### Problem to solve
Rewrite the items below, changing every "bounding box" to "bounding rectangle" and leaving everything else the same.

### Provided data
* * *

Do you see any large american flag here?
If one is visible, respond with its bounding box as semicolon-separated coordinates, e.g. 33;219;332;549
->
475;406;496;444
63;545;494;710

* * *

### Worked solution
Do you see any large american flag here?
If one is visible, respond with its bounding rectangle as semicolon-separated coordinates, e.g. 33;219;332;549
->
475;406;496;444
63;545;494;710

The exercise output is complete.